- **What the exercise asks**
Your task is to return the line containing "double garage door with one point per instance." plus every line after it, exactly and with nothing added.

:::::

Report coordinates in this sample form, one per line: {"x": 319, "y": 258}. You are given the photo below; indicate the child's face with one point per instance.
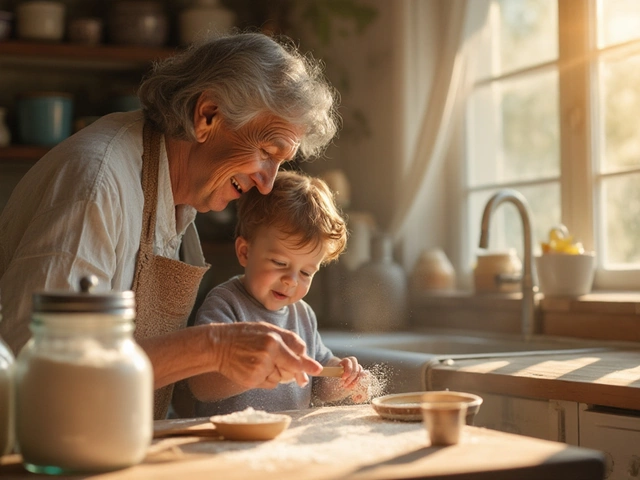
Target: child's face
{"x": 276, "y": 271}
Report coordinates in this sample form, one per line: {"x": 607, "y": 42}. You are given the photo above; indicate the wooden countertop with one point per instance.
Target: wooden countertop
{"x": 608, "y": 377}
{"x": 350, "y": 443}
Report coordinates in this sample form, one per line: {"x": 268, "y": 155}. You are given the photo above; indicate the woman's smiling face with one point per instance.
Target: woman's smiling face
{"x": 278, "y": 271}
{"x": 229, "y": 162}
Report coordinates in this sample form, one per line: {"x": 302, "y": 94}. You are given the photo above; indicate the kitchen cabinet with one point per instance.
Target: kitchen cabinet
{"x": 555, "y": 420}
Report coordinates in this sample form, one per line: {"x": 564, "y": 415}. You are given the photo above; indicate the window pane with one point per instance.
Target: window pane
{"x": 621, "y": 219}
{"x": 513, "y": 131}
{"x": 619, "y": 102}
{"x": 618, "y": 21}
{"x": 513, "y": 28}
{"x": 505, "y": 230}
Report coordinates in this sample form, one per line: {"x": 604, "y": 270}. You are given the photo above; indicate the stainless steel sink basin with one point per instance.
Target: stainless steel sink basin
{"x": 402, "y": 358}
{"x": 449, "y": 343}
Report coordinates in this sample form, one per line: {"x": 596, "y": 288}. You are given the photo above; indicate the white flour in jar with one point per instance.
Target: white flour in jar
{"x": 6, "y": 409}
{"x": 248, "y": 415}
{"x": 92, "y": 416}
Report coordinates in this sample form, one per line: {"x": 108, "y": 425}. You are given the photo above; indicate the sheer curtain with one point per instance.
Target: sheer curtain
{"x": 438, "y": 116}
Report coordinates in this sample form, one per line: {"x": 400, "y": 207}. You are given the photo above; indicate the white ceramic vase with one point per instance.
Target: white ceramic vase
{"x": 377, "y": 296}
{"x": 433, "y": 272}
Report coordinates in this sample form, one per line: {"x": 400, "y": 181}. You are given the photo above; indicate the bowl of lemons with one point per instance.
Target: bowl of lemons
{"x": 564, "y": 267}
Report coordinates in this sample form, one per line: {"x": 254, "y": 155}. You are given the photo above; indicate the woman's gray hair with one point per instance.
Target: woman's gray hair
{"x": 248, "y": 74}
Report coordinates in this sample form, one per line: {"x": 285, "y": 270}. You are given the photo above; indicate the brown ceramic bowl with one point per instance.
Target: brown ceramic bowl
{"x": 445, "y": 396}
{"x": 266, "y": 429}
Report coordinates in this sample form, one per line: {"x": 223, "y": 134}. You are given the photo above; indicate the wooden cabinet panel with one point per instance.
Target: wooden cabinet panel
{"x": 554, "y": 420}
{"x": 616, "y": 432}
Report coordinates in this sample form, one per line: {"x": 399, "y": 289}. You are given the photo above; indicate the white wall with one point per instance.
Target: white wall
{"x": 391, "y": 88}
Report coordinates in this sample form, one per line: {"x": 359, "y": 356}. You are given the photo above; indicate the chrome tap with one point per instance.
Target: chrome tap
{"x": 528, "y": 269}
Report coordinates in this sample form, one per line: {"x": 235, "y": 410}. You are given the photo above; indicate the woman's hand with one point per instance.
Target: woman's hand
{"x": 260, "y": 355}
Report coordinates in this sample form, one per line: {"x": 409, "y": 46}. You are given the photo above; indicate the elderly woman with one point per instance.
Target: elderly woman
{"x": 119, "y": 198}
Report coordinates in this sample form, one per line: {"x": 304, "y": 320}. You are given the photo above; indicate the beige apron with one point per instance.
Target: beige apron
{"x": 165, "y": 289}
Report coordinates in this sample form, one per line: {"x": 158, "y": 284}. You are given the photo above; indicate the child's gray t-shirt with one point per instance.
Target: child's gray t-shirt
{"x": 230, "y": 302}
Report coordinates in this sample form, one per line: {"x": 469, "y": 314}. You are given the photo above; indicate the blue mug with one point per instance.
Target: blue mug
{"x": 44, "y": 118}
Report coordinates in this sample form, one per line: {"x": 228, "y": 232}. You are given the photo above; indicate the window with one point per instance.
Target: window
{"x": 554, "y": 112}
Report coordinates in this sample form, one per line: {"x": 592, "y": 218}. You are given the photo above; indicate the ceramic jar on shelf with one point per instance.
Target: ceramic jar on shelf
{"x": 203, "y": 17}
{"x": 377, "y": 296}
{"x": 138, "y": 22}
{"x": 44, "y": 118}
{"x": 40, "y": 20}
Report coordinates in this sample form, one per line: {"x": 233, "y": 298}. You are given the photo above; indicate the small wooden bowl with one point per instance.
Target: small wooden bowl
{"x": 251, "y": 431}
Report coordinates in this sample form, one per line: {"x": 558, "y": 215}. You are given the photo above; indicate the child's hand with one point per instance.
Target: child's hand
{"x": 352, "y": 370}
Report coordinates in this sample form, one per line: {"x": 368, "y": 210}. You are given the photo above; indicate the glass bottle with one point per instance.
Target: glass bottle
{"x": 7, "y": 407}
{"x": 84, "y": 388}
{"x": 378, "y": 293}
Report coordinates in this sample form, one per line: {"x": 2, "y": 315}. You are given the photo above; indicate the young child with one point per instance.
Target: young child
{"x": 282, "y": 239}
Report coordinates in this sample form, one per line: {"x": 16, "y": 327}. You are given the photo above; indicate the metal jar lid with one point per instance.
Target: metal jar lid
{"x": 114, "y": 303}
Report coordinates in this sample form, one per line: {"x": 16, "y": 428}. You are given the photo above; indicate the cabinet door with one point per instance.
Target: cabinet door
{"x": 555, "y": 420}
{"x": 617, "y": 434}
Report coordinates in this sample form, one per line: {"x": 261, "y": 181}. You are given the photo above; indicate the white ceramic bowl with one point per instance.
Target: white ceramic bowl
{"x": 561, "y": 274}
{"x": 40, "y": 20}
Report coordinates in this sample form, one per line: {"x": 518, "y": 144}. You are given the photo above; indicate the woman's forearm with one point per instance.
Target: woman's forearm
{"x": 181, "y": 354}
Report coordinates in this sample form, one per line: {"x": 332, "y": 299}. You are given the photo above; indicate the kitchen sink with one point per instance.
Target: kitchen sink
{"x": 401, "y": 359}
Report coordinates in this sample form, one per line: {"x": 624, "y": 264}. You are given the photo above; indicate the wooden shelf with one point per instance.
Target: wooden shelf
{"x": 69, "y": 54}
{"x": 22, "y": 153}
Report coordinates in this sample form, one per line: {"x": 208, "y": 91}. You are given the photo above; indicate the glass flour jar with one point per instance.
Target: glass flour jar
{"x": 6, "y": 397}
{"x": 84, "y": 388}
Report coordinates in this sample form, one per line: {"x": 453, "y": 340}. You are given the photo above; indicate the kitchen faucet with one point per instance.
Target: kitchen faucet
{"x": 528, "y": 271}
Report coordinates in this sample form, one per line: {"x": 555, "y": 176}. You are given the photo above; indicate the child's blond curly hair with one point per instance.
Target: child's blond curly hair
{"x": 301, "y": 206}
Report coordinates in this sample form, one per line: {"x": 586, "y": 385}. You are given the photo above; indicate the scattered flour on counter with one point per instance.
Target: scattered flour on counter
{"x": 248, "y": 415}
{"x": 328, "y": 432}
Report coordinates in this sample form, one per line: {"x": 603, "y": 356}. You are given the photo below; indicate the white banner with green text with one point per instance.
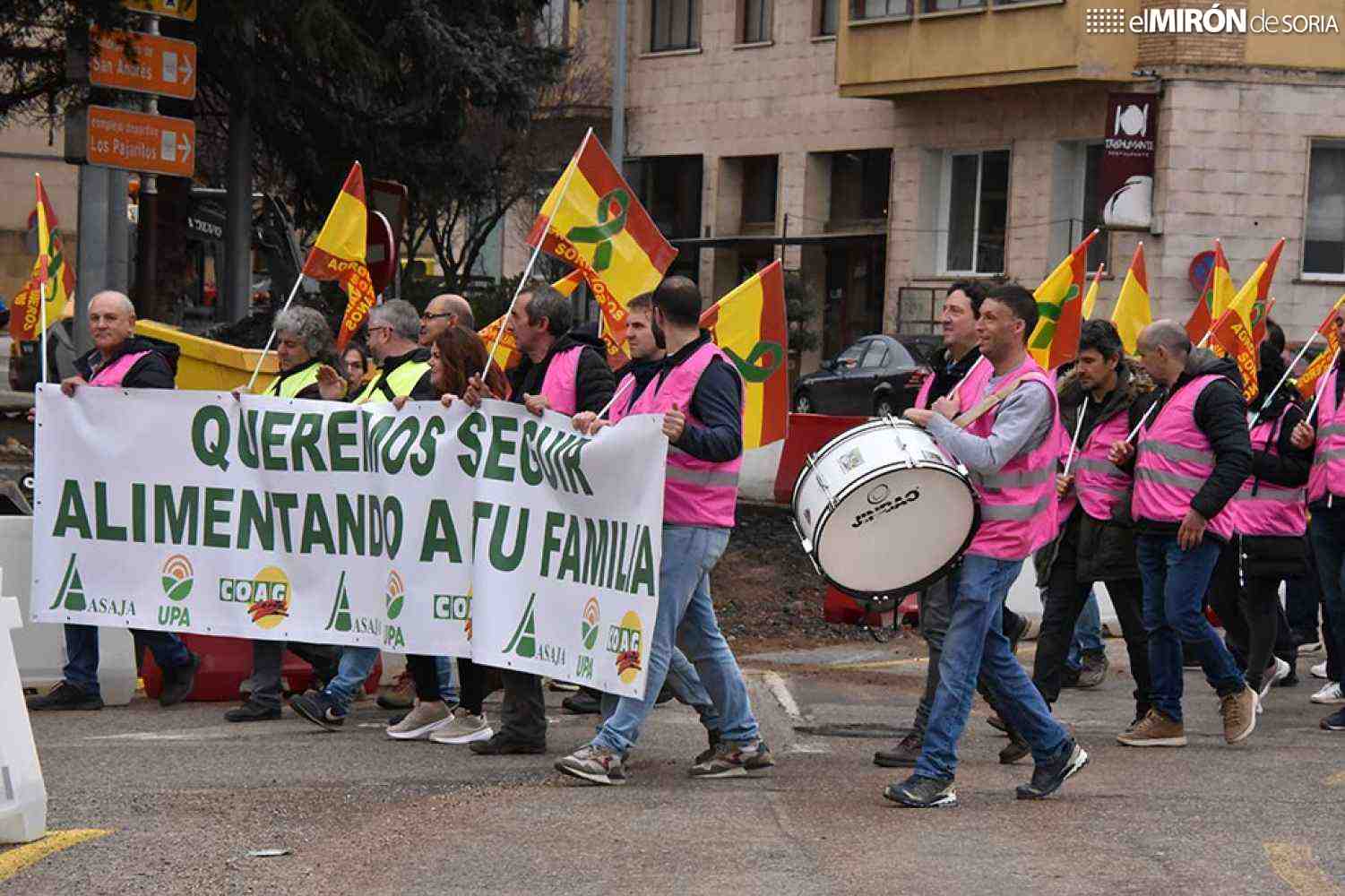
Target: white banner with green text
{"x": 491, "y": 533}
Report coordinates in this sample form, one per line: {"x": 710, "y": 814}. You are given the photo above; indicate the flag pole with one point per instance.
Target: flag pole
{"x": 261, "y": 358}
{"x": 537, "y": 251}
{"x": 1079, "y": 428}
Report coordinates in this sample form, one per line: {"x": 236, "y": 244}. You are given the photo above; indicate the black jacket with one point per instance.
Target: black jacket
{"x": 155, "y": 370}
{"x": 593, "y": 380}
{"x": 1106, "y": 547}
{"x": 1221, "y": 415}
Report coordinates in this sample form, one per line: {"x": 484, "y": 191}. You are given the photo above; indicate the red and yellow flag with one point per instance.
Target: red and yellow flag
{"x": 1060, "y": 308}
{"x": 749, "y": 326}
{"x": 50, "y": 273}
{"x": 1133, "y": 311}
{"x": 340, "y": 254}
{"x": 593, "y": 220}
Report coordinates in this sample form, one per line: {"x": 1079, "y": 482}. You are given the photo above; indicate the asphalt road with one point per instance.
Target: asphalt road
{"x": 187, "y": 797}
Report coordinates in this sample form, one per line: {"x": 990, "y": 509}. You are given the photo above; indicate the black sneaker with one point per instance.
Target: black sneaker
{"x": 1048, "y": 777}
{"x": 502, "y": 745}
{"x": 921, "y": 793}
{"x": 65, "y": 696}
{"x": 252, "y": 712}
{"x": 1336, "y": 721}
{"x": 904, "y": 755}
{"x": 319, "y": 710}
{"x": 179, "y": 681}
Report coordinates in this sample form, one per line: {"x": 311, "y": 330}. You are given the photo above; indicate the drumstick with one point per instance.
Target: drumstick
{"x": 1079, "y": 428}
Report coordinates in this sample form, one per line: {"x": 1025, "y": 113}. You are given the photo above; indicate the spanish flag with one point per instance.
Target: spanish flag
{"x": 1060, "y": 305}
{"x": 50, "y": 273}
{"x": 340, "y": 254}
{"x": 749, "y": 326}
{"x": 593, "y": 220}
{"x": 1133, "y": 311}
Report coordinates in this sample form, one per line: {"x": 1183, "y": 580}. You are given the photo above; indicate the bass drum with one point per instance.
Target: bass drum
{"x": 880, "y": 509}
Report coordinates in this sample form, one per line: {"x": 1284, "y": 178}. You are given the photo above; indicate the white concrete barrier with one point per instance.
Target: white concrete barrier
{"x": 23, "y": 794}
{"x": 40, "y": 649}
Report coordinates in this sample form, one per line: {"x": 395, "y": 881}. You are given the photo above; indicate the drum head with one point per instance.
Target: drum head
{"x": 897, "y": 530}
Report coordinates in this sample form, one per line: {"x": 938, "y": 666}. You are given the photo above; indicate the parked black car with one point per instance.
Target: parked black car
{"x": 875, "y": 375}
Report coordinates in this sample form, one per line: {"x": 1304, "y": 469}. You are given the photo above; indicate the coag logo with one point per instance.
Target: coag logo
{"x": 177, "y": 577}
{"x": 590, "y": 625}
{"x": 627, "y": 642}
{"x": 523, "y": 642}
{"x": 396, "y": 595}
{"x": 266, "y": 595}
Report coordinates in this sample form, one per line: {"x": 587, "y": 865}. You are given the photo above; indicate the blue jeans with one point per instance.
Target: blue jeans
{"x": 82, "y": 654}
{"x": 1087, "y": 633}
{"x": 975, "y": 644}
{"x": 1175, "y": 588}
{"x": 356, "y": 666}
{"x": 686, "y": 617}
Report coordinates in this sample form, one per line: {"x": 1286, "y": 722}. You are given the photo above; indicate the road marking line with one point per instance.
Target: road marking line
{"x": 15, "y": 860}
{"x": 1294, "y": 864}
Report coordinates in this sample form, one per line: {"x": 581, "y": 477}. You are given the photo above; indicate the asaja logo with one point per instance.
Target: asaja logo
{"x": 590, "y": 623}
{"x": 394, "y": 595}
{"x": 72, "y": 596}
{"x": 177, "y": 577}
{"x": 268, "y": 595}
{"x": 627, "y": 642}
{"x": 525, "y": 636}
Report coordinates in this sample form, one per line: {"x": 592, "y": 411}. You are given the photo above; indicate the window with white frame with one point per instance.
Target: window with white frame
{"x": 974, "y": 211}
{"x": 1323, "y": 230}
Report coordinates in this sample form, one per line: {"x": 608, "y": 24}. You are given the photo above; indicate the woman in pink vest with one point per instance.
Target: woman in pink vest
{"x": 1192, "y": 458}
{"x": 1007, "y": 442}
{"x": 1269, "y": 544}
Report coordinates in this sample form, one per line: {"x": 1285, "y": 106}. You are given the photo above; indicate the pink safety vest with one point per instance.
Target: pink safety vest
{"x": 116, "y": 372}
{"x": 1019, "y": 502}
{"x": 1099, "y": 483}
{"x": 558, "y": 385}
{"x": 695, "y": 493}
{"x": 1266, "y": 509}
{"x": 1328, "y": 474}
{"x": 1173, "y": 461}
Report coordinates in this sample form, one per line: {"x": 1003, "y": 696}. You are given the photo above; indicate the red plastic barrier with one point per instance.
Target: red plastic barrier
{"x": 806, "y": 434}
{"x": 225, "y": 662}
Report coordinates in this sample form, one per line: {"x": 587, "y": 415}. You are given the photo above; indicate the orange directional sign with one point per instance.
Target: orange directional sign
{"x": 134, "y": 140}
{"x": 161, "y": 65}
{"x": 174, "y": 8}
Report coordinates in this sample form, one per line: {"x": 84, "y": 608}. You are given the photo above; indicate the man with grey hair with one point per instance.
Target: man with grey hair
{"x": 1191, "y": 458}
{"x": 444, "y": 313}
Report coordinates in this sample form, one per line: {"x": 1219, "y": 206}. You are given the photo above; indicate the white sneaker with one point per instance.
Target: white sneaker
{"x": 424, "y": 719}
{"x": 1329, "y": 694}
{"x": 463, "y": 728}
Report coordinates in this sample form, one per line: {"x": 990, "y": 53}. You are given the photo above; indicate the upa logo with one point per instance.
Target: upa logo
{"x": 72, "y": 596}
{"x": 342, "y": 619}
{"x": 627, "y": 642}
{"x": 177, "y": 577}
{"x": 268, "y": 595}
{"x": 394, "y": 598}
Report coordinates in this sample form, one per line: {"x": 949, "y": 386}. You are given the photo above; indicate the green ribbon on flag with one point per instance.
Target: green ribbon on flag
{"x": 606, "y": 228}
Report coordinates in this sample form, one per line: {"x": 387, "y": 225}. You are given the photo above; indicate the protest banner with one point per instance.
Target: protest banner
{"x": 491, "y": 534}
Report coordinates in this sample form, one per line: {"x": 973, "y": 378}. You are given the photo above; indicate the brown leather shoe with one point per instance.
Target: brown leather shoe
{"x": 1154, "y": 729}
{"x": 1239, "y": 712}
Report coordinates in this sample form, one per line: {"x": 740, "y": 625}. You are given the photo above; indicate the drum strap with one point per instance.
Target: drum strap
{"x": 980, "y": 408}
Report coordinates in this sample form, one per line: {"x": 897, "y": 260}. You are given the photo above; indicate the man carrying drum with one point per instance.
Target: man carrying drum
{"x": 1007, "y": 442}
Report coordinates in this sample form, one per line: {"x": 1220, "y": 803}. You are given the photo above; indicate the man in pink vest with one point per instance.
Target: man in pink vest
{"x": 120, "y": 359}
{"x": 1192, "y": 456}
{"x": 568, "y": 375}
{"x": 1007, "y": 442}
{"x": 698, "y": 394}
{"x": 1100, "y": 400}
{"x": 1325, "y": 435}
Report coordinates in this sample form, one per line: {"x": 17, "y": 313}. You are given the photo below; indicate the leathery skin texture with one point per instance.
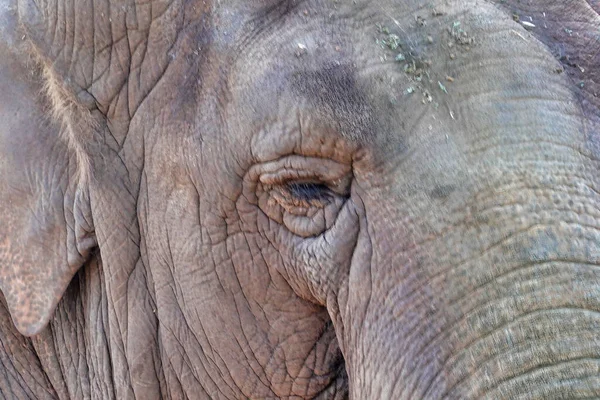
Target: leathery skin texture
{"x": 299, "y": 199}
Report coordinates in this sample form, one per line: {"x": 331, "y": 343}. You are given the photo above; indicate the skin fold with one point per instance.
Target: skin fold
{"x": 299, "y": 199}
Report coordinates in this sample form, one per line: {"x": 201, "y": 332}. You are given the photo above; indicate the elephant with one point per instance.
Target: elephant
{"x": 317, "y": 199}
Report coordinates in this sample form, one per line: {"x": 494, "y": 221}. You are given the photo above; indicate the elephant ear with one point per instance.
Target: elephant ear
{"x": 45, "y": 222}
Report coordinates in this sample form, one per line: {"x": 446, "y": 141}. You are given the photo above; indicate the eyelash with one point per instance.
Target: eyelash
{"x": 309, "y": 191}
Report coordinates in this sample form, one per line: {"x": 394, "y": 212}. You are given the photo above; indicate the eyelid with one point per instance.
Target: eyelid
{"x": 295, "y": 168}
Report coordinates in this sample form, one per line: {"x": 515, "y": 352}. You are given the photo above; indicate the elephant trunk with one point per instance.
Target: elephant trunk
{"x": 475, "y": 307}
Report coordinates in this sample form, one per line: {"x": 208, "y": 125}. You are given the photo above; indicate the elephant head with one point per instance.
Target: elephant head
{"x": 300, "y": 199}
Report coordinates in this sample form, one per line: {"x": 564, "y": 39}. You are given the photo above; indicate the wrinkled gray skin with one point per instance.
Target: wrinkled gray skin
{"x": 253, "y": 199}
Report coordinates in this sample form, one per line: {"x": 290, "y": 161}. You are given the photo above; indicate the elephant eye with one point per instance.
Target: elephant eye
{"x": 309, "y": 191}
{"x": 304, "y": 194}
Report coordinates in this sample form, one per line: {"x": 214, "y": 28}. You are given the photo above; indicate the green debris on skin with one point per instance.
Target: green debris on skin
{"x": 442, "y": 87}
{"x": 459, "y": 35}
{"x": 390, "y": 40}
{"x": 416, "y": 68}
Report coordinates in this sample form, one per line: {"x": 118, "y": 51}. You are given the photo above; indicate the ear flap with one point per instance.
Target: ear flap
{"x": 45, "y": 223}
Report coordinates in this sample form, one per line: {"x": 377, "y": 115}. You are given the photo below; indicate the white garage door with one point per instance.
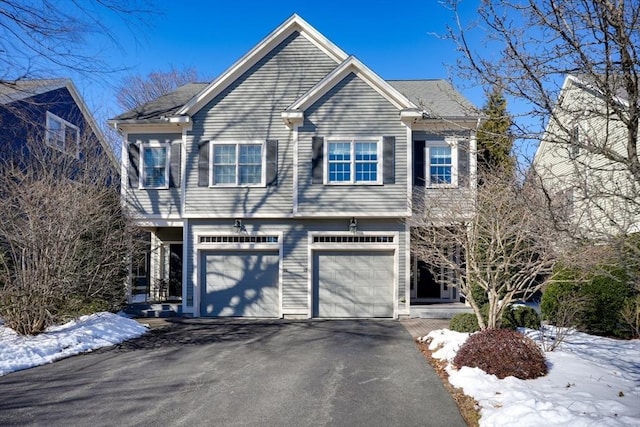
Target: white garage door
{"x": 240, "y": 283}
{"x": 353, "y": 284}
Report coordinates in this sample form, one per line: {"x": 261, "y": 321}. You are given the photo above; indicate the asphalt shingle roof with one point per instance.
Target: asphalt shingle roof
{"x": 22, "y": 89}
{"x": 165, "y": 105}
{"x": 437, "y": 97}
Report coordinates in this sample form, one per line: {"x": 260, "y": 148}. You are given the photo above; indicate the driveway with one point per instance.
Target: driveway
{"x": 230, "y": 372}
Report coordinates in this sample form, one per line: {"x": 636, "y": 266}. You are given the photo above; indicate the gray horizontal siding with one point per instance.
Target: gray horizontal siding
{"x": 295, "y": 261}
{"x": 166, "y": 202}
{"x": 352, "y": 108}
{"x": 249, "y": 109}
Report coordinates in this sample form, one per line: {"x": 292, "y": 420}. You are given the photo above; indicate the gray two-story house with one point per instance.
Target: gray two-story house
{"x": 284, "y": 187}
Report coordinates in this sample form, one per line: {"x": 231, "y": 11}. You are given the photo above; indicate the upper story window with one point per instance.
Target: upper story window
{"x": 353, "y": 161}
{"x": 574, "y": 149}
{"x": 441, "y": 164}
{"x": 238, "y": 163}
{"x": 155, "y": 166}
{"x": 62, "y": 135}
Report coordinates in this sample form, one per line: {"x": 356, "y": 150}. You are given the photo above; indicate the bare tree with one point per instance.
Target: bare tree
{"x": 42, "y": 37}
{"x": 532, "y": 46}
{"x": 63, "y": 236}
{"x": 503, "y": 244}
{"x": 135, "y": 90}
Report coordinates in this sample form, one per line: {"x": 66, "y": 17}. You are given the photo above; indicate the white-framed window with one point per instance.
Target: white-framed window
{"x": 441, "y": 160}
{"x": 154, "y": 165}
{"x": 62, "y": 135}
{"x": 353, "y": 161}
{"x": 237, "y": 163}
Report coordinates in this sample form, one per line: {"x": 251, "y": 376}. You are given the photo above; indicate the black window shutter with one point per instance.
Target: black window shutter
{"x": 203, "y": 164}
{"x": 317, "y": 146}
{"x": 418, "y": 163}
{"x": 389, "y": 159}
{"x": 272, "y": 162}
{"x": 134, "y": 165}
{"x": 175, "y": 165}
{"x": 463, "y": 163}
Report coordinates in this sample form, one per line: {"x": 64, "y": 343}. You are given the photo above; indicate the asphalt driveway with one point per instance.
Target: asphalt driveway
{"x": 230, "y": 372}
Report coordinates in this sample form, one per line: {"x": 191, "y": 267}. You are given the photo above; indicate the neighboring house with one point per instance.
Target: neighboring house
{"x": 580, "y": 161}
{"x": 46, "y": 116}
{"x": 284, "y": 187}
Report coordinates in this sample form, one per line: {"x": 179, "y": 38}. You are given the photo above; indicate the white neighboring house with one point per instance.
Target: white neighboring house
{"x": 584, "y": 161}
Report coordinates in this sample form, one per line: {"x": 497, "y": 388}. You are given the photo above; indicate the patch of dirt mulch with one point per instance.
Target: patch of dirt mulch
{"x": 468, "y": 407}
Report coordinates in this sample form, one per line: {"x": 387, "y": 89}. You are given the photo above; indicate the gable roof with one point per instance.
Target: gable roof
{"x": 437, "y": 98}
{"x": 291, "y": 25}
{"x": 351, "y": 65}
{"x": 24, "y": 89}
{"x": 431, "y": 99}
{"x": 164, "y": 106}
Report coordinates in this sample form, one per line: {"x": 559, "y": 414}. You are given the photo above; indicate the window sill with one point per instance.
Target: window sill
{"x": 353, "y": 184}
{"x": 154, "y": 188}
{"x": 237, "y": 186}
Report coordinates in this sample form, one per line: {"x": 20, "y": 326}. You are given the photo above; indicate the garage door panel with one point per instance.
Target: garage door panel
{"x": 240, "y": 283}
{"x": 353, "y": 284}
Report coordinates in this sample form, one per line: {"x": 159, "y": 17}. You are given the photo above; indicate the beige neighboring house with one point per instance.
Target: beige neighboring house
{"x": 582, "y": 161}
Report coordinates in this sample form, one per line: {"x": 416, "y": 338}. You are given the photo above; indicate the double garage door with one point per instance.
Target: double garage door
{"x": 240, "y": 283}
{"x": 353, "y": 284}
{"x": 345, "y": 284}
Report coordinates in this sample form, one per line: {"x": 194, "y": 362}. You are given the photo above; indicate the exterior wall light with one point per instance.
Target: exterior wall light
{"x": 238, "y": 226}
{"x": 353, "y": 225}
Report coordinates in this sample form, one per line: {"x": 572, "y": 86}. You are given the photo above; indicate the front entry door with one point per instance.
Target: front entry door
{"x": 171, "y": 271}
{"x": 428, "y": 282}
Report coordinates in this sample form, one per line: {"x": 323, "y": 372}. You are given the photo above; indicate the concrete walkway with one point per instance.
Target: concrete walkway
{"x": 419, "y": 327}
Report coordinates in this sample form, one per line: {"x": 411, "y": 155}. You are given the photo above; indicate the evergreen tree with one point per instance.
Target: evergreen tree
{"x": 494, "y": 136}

:::::

- **Finished answer**
Report coordinates in this sample form, one per line: {"x": 416, "y": 338}. You are given the photo above; indicate the double garage door with one point per instance.
Target: double garage door
{"x": 240, "y": 283}
{"x": 353, "y": 284}
{"x": 345, "y": 284}
Report coordinates in this sample form, one per line: {"x": 194, "y": 362}. You are given the photo above; indicate the exterior wall light with one point per instance.
Target: exterior wall light
{"x": 238, "y": 226}
{"x": 353, "y": 225}
Report coordinates in this sample form, one per line: {"x": 572, "y": 86}. You are given the photo above; indicate the front entry door with one point per instance.
Target: front entry door
{"x": 171, "y": 271}
{"x": 428, "y": 282}
Report coordinates in this sample form, one per line: {"x": 323, "y": 372}. You are given the photo above; indicate the concrete walkway with one point per instance.
Target: concrete walkway
{"x": 419, "y": 327}
Report coordinates in this sample form, one per line: {"x": 411, "y": 155}. You are given the photo above; indicate the evergreen tree with one point per instance.
Target: evergreen tree
{"x": 494, "y": 136}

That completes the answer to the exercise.